--- Provided passage ---

---
# Import from the API (ergast)


In [1]:
import requests

def get_drivers_standings(year='current'):
    url = f'http://ergast.com/api/f1/{year}/driverStandings.json'
    response = requests.get(url)
    
    if response.status_code == 200:
        data = response.json()
        standings = data['MRData']['StandingsTable']['StandingsLists'][0]['DriverStandings']
        
        for position, driver_info in enumerate(standings, start=1):
            driver = driver_info['Driver']
            name = f"{driver['givenName']} {driver['familyName']}"
            points = driver_info['points']
            print(f"{position}. {name} - {points} points")
    else:
        print("Failed to retrieve data")

get_drivers_standings()

1. Max Verstappen - 575 points
2. Sergio Pérez - 285 points
3. Lewis Hamilton - 234 points
4. Fernando Alonso - 206 points
5. Charles Leclerc - 206 points
6. Lando Norris - 205 points
7. Carlos Sainz - 200 points
8. George Russell - 175 points
9. Oscar Piastri - 97 points
10. Lance Stroll - 74 points
11. Pierre Gasly - 62 points
12. Esteban Ocon - 58 points
13. Alexander Albon - 27 points
14. Yuki Tsunoda - 17 points
15. Valtteri Bottas - 10 points
16. Nico Hülkenberg - 9 points
17. Daniel Ricciardo - 6 points
18. Guanyu Zhou - 6 points
19. Kevin Magnussen - 3 points
20. Liam Lawson - 2 points
21. Logan Sargeant - 1 points
22. Nyck de Vries - 0 points


---
# Import dataset

## *This dataset is updated from season 1950 to 2023*

In [2]:
import numpy as np
import pandas as pd
import matplotlib.pyplot as plt
import seaborn as sns
import warnings
warnings.simplefilter("ignore")

--- What to work on ---
Reproduce the Formula 1 standings notebook in full, word for word. The data after this comes from a separate source.

--- Material ---
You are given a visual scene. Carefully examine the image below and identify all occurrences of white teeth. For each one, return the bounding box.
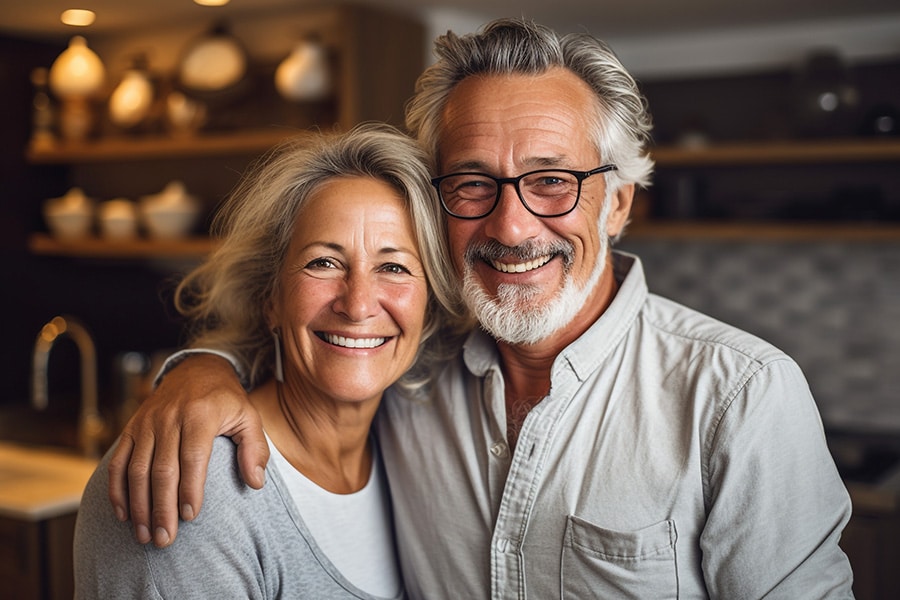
[491,256,551,273]
[324,333,387,348]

--- Written response ---
---
# Import from the API (ergast)


In [1]:
import requests

def get_drivers_standings(year='current'):
    url = f'http://ergast.com/api/f1/{year}/driverStandings.json'
    response = requests.get(url)
    
    if response.status_code == 200:
        data = response.json()
        standings = data['MRData']['StandingsTable']['StandingsLists'][0]['DriverStandings']
        
        for position, driver_info in enumerate(standings, start=1):
            driver = driver_info['Driver']
            name = f"{driver['givenName']} {driver['familyName']}"
            points = driver_info['points']
            print(f"{position}. {name} - {points} points")
    else:
        print("Failed to retrieve data")

get_drivers_standings()

1. Max Verstappen - 575 points
2. Sergio Pérez - 285 points
3. Lewis Hamilton - 234 points
4. Fernando Alonso - 206 points
5. Charles Leclerc - 206 points
6. Lando Norris - 205 points
7. Carlos Sainz - 200 points
8. George Russell - 175 points
9. Oscar Piastri - 97 points
10. Lance Stroll - 74 points
11. Pierre Gasly - 62 points
12. Esteban Ocon - 58 points
13. Alexander Albon - 27 points
14. Yuki Tsunoda - 17 points
15. Valtteri Bottas - 10 points
16. Nico Hülkenberg - 9 points
17. Daniel Ricciardo - 6 points
18. Guanyu Zhou - 6 points
19. Kevin Magnussen - 3 points
20. Liam Lawson - 2 points
21. Logan Sargeant - 1 points
22. Nyck de Vries - 0 points


---
# Import dataset

## *This dataset is updated from season 1950 to 2023*

In [2]:
import numpy as np
import pandas as pd
import matplotlib.pyplot as plt
import seaborn as sns
import warnings
warnings.simplefilter("ignore")